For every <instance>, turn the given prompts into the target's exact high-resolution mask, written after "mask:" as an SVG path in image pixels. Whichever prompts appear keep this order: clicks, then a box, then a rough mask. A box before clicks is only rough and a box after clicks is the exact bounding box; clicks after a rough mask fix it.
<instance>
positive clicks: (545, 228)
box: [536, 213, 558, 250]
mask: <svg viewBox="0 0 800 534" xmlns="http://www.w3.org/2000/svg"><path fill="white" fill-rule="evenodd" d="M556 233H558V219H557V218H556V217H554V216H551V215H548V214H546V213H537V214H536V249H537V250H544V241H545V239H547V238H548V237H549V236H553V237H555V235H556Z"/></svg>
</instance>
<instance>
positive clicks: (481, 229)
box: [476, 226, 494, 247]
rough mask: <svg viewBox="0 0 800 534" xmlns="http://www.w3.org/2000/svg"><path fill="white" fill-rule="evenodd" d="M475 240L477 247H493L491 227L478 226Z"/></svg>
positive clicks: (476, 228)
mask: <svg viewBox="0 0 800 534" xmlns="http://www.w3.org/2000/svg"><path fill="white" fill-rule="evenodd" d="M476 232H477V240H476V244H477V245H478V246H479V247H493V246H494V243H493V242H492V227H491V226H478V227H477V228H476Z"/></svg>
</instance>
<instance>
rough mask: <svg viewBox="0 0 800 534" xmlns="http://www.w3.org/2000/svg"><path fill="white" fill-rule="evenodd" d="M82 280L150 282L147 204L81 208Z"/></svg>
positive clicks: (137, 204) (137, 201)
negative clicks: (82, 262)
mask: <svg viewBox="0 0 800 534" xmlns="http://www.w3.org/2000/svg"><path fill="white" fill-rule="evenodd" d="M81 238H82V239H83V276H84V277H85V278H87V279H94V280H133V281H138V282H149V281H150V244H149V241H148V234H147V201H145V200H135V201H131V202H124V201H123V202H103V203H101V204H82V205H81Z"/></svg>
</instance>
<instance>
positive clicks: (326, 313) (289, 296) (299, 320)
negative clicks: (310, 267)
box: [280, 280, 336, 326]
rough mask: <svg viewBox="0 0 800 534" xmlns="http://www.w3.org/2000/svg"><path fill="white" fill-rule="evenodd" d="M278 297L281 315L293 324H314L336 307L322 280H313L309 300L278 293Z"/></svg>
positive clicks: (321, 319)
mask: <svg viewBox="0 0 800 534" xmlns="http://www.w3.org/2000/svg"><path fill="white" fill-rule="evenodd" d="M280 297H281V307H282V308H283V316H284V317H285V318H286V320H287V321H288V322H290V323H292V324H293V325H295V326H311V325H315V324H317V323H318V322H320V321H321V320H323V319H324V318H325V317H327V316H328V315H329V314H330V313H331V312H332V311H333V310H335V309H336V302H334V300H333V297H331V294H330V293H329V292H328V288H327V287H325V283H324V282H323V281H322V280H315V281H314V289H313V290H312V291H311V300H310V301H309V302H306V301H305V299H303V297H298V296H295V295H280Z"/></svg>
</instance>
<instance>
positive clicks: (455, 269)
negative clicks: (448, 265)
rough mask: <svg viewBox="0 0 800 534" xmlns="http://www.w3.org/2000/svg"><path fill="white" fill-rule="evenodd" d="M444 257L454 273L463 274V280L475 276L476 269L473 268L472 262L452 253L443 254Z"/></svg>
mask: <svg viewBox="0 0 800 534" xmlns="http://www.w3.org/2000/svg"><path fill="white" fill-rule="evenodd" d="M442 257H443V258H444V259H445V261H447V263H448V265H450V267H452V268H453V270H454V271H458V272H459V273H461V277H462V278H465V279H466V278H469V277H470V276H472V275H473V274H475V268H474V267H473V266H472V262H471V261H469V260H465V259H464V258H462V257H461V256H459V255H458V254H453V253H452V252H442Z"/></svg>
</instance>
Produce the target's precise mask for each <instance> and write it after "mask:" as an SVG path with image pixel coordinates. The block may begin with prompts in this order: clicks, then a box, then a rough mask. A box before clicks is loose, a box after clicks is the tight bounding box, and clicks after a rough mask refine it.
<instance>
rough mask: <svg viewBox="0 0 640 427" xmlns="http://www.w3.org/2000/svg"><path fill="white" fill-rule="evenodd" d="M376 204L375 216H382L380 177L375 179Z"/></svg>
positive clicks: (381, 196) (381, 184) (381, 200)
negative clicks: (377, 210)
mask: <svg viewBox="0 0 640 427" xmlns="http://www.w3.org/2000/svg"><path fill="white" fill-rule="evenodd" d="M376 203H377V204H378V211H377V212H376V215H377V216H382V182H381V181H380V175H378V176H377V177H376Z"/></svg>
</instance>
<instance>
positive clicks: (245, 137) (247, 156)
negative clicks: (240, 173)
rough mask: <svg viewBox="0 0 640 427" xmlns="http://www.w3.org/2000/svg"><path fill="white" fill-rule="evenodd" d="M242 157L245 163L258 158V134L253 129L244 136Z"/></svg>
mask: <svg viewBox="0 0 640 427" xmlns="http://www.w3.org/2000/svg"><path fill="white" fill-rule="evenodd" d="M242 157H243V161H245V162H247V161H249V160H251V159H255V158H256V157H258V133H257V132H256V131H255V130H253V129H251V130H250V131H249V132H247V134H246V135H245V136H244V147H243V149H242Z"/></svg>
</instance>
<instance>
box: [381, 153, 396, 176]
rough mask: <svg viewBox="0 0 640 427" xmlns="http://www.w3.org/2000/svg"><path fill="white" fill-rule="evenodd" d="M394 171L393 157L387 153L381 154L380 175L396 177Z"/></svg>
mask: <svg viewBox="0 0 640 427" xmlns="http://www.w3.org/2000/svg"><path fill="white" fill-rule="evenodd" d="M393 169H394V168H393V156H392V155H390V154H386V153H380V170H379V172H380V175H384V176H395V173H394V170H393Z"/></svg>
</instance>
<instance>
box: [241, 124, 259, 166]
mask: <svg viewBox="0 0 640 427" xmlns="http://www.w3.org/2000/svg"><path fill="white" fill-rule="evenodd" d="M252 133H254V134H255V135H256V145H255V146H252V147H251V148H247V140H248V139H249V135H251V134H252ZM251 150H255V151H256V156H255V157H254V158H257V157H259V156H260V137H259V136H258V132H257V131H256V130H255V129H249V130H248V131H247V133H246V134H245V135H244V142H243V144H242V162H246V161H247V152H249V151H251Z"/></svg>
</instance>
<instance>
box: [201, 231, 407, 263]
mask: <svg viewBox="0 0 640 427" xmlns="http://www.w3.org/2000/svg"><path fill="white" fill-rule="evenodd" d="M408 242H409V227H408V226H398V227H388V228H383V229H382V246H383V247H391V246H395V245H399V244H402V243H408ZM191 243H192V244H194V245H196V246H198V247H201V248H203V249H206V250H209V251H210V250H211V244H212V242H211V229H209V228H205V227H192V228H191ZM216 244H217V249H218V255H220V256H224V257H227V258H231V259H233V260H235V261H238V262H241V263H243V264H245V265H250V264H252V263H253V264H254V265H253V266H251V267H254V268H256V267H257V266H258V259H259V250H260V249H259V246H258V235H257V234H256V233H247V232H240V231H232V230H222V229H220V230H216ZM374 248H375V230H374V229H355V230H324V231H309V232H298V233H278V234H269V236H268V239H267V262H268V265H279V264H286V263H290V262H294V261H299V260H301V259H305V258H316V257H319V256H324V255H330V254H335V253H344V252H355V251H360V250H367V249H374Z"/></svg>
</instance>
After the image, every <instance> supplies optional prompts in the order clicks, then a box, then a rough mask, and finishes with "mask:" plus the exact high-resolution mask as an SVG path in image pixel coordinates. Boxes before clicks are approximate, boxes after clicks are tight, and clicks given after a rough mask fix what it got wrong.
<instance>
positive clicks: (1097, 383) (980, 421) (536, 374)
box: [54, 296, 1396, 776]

- - - -

:: TASK DIRECTIONS ::
Line by line, output the listing above without alteration.

:: RESULT OF THE EXERCISE ::
For every <instance>, turn the given prompts into the target's exact high-resolution mask, written after "mask:" as an SVG path in image pixels. Whichever prompts appear keep this order: clicks, then a box, then a rough mask. A box before clicks is only rough and a box after clicks is the exact bounding box; clicks after a rough mask fix it.
<instance>
positive clicks: (545, 228)
box: [536, 213, 558, 250]
mask: <svg viewBox="0 0 800 534" xmlns="http://www.w3.org/2000/svg"><path fill="white" fill-rule="evenodd" d="M556 233H558V219H557V218H556V217H554V216H551V215H548V214H546V213H537V214H536V249H537V250H544V241H545V239H547V238H548V237H549V236H553V237H555V235H556Z"/></svg>
</instance>
<instance>
positive clicks: (481, 229)
box: [476, 226, 494, 247]
rough mask: <svg viewBox="0 0 800 534" xmlns="http://www.w3.org/2000/svg"><path fill="white" fill-rule="evenodd" d="M475 240L477 247H493L491 227L478 226Z"/></svg>
positive clicks: (476, 228)
mask: <svg viewBox="0 0 800 534" xmlns="http://www.w3.org/2000/svg"><path fill="white" fill-rule="evenodd" d="M476 232H477V240H476V244H477V245H478V246H479V247H493V246H494V243H493V242H492V227H491V226H478V227H477V228H476Z"/></svg>
</instance>
<instance>
rough mask: <svg viewBox="0 0 800 534" xmlns="http://www.w3.org/2000/svg"><path fill="white" fill-rule="evenodd" d="M82 280L150 282L147 204L81 208Z"/></svg>
positive clicks: (137, 204) (137, 201)
negative clicks: (82, 262)
mask: <svg viewBox="0 0 800 534" xmlns="http://www.w3.org/2000/svg"><path fill="white" fill-rule="evenodd" d="M81 238H82V239H83V276H84V277H85V278H87V279H94V280H133V281H138V282H149V281H150V244H149V241H148V234H147V201H145V200H135V201H131V202H124V201H123V202H103V203H101V204H82V205H81Z"/></svg>
</instance>
<instance>
positive clicks: (326, 313) (289, 296) (299, 320)
negative clicks: (310, 267)
box: [280, 280, 336, 326]
rough mask: <svg viewBox="0 0 800 534" xmlns="http://www.w3.org/2000/svg"><path fill="white" fill-rule="evenodd" d="M278 297L281 315L293 324H314L336 307L322 280H313L309 300L278 293Z"/></svg>
positive clicks: (321, 319)
mask: <svg viewBox="0 0 800 534" xmlns="http://www.w3.org/2000/svg"><path fill="white" fill-rule="evenodd" d="M280 297H281V307H282V308H283V316H284V317H285V318H286V320H287V321H288V322H290V323H292V324H293V325H295V326H311V325H315V324H317V323H318V322H320V321H321V320H323V319H324V318H325V317H327V316H328V315H329V314H330V313H331V312H332V311H333V310H335V309H336V302H334V300H333V297H331V294H330V293H329V292H328V288H327V287H325V283H324V282H323V281H322V280H315V281H314V289H313V290H312V291H311V300H310V301H309V302H306V301H305V299H303V297H298V296H295V295H280Z"/></svg>
</instance>
<instance>
positive clicks: (455, 269)
negative clicks: (448, 265)
rough mask: <svg viewBox="0 0 800 534" xmlns="http://www.w3.org/2000/svg"><path fill="white" fill-rule="evenodd" d="M444 257L454 273L463 274V280L475 276L476 269L473 268L472 262L452 253L443 254Z"/></svg>
mask: <svg viewBox="0 0 800 534" xmlns="http://www.w3.org/2000/svg"><path fill="white" fill-rule="evenodd" d="M442 257H443V258H444V259H445V261H447V263H448V265H450V267H452V268H453V270H454V271H458V272H459V273H461V277H462V278H465V279H466V278H469V277H470V276H472V275H473V274H475V268H474V267H473V266H472V262H471V261H469V260H465V259H464V258H462V257H461V256H459V255H458V254H453V253H452V252H442Z"/></svg>
</instance>
Produce the target's precise mask for each <instance> and write it after "mask:" as an SVG path with image pixel coordinates. The block may begin with prompts in this order: clicks, then a box, then a rough mask. A box before clicks is loose, a box after clicks is the tight bounding box, and clicks after a rough mask refine it.
<instance>
rough mask: <svg viewBox="0 0 640 427" xmlns="http://www.w3.org/2000/svg"><path fill="white" fill-rule="evenodd" d="M376 204L375 216H382L380 177L375 179Z"/></svg>
positive clicks: (381, 196) (381, 184) (381, 200)
negative clicks: (377, 210)
mask: <svg viewBox="0 0 640 427" xmlns="http://www.w3.org/2000/svg"><path fill="white" fill-rule="evenodd" d="M376 203H377V204H378V211H377V212H376V215H377V216H382V182H381V181H380V175H378V176H377V177H376Z"/></svg>
</instance>
<instance>
positive clicks: (245, 137) (247, 156)
negative clicks: (240, 173)
rough mask: <svg viewBox="0 0 640 427" xmlns="http://www.w3.org/2000/svg"><path fill="white" fill-rule="evenodd" d="M242 157L245 163L258 158V134L253 129L244 136Z"/></svg>
mask: <svg viewBox="0 0 640 427" xmlns="http://www.w3.org/2000/svg"><path fill="white" fill-rule="evenodd" d="M242 157H243V161H245V162H247V161H249V160H251V159H255V158H256V157H258V133H257V132H256V131H255V130H253V129H251V130H250V131H249V132H247V134H246V135H245V136H244V147H243V149H242Z"/></svg>
</instance>
<instance>
box: [381, 153, 396, 176]
rough mask: <svg viewBox="0 0 640 427" xmlns="http://www.w3.org/2000/svg"><path fill="white" fill-rule="evenodd" d="M394 171L393 157L387 153L381 154L380 175L396 177Z"/></svg>
mask: <svg viewBox="0 0 640 427" xmlns="http://www.w3.org/2000/svg"><path fill="white" fill-rule="evenodd" d="M393 169H394V168H393V156H392V155H390V154H386V153H380V170H379V172H380V175H384V176H395V173H394V170H393Z"/></svg>
</instance>
<instance>
box: [241, 124, 259, 166]
mask: <svg viewBox="0 0 640 427" xmlns="http://www.w3.org/2000/svg"><path fill="white" fill-rule="evenodd" d="M252 133H254V134H255V135H256V145H255V146H252V147H251V148H247V140H248V139H249V135H251V134H252ZM251 150H255V151H256V156H255V157H254V158H257V157H259V156H260V137H259V136H258V132H257V131H256V130H255V129H249V130H248V131H247V133H246V134H245V135H244V142H243V144H242V162H246V161H247V152H249V151H251Z"/></svg>
</instance>
<instance>
box: [201, 231, 407, 263]
mask: <svg viewBox="0 0 640 427" xmlns="http://www.w3.org/2000/svg"><path fill="white" fill-rule="evenodd" d="M408 242H409V227H408V226H398V227H388V228H383V229H382V246H383V247H391V246H395V245H399V244H402V243H408ZM191 243H192V244H194V245H196V246H198V247H201V248H203V249H206V250H209V251H210V250H211V244H212V242H211V229H209V228H205V227H192V228H191ZM216 244H217V249H218V255H220V256H224V257H227V258H231V259H233V260H235V261H238V262H241V263H243V264H245V265H250V264H252V263H253V264H254V265H253V266H251V267H254V268H256V267H257V266H258V259H259V250H260V249H259V246H258V235H257V234H256V233H247V232H240V231H232V230H222V229H220V230H216ZM374 248H375V230H374V229H355V230H324V231H309V232H298V233H278V234H269V236H268V239H267V262H268V265H279V264H286V263H290V262H294V261H299V260H301V259H305V258H316V257H319V256H324V255H330V254H335V253H344V252H355V251H360V250H367V249H374Z"/></svg>
</instance>
After the image, every <instance> supplies optional prompts in the order clicks, then a box, then a rough mask, and finishes with "mask:" plus the exact high-resolution mask as an SVG path in image pixel coordinates. Boxes before clicks are approximate, boxes after clicks are tight, and clicks given after a rough mask fix what it got wrong.
<instance>
positive clicks: (1097, 383) (980, 421) (536, 374)
box: [54, 296, 1396, 776]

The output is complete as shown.